### Material provided
** start **
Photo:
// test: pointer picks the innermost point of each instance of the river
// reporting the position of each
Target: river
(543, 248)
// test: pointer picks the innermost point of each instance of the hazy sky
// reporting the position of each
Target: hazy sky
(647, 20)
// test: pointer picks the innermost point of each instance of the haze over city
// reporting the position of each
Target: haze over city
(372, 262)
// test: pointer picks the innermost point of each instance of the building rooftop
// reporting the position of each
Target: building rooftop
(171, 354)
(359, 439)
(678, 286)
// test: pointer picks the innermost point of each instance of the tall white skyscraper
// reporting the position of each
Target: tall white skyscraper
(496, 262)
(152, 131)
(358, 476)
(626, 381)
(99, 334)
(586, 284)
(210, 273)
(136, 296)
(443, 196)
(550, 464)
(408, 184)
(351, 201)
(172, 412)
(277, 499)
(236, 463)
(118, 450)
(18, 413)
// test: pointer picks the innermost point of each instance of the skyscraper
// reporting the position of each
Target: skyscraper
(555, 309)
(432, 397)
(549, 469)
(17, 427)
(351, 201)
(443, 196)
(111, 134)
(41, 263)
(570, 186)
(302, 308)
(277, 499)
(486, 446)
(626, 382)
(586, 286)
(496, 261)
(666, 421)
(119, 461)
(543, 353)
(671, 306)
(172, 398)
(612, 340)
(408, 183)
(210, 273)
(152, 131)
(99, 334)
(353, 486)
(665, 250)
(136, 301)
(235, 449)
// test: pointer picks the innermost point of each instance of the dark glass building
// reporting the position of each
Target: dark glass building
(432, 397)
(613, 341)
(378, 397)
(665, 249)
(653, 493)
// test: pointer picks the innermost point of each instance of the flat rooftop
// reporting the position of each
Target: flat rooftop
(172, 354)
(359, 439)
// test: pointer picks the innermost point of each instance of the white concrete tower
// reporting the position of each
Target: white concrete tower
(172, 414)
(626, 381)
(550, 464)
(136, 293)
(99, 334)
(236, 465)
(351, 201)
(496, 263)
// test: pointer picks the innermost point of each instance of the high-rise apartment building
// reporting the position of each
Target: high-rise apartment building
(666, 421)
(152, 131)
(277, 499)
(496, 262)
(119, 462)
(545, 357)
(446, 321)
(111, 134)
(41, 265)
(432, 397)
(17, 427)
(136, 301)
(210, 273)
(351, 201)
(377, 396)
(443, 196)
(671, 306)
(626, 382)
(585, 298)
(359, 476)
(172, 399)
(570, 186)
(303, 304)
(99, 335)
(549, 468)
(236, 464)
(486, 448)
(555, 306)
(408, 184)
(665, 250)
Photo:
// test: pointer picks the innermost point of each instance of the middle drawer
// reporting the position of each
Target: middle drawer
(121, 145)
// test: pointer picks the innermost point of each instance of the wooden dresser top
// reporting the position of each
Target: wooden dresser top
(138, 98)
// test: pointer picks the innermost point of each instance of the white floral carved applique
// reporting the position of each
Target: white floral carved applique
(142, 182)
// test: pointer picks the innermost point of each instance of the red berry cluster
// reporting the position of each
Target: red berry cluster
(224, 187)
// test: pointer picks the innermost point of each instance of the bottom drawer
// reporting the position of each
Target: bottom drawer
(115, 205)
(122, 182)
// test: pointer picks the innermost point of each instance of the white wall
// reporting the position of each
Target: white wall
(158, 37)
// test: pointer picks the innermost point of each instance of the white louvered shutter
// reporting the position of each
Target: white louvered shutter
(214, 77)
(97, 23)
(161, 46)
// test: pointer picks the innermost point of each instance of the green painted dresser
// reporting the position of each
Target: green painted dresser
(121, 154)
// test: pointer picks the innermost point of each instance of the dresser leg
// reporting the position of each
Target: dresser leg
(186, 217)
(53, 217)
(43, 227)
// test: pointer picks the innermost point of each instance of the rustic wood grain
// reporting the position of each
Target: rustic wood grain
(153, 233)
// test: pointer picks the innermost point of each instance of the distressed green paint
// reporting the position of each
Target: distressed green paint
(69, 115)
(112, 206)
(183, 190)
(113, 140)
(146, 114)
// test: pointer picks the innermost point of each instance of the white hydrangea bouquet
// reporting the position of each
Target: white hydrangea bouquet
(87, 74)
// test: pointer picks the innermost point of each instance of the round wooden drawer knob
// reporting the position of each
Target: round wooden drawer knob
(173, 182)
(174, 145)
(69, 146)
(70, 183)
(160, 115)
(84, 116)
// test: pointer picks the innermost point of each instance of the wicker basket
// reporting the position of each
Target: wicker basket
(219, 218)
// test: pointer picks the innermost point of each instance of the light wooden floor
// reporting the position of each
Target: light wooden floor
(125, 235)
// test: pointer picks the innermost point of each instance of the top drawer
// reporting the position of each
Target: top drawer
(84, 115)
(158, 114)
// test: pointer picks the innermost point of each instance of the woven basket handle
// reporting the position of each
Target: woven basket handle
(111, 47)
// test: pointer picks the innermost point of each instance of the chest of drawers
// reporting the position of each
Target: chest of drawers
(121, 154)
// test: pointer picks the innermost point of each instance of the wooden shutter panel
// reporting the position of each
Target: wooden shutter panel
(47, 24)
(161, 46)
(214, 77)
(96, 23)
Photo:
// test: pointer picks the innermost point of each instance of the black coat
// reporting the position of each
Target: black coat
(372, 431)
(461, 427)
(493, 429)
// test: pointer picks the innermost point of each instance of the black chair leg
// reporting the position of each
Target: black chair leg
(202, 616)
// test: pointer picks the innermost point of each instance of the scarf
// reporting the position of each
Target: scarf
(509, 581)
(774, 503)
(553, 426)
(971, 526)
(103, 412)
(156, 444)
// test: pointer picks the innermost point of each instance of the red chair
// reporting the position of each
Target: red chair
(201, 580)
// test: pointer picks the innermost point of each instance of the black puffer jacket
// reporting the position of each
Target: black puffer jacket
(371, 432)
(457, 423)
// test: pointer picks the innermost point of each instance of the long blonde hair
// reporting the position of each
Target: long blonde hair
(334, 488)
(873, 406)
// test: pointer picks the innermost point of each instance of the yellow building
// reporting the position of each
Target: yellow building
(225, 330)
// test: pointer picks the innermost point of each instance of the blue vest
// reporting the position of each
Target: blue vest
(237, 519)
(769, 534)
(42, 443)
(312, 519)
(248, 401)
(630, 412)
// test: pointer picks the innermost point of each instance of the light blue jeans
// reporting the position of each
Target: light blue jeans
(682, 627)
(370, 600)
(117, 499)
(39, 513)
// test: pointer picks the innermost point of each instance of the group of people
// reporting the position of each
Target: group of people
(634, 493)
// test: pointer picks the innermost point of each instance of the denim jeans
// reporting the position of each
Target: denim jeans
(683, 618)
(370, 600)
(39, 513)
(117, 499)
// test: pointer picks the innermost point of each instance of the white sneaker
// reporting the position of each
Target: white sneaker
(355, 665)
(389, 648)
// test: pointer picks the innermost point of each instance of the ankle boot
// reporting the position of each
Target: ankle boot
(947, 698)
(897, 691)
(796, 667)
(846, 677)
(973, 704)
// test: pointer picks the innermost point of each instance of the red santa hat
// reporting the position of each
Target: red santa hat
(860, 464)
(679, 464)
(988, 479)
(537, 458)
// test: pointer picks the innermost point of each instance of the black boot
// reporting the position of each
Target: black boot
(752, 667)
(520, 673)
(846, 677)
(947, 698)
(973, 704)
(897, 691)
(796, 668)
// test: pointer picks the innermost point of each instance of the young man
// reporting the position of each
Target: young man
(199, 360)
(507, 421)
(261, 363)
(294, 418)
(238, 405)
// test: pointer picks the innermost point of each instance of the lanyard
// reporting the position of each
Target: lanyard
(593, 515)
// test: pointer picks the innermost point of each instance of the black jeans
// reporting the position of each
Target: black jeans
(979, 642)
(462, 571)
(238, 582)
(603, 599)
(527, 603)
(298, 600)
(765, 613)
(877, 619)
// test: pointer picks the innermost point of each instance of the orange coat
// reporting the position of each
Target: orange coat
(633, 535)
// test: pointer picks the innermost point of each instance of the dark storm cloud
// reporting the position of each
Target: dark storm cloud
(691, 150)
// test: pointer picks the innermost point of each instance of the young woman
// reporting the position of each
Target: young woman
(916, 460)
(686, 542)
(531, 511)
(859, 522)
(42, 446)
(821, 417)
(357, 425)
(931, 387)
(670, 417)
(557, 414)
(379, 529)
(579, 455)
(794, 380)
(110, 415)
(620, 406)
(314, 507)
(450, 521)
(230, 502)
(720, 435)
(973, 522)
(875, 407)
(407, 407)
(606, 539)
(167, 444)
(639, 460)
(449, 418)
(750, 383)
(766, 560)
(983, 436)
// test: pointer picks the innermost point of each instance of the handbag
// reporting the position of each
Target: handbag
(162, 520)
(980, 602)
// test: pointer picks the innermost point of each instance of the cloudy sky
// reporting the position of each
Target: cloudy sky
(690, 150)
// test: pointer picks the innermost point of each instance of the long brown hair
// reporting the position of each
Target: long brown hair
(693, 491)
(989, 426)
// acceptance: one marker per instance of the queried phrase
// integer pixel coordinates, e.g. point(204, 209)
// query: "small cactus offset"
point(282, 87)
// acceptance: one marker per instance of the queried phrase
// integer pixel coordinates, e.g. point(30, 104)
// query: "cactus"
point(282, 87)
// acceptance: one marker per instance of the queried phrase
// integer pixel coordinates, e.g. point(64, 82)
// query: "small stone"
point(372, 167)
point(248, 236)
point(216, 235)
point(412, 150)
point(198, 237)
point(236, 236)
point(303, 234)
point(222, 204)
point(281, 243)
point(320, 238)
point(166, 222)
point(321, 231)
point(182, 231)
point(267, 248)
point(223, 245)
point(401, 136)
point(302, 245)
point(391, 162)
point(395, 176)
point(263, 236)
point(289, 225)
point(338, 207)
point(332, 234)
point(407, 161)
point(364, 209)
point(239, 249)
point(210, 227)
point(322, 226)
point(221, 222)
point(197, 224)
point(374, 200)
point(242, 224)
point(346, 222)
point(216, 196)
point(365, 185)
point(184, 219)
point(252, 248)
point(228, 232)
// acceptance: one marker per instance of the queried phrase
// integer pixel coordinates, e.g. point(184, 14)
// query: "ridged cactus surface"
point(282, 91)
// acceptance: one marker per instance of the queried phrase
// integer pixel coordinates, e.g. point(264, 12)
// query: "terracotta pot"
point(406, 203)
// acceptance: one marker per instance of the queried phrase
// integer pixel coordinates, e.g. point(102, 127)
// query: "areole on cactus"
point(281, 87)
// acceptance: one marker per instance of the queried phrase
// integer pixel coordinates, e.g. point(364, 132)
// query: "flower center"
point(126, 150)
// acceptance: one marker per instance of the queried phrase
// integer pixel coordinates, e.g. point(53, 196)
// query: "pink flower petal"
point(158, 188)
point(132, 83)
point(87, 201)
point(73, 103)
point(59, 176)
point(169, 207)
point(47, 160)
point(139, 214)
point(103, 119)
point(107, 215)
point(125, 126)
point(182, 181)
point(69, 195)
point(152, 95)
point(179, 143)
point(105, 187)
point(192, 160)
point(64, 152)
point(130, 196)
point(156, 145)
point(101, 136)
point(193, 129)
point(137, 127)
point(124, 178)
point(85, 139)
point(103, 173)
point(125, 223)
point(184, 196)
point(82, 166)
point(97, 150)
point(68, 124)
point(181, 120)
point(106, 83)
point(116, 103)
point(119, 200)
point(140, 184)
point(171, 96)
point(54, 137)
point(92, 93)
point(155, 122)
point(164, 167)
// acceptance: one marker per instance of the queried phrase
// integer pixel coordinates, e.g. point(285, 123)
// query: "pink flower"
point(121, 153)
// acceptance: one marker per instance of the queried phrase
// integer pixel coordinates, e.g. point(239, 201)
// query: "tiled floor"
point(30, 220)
** end **
### Directions
Please pull out every line of the material above that contains the string "handle", treating uppercase and lowercase as different.

### Task answer
// test: pointer picks the innermost point of each instance of the woven basket handle
Target: woven basket handle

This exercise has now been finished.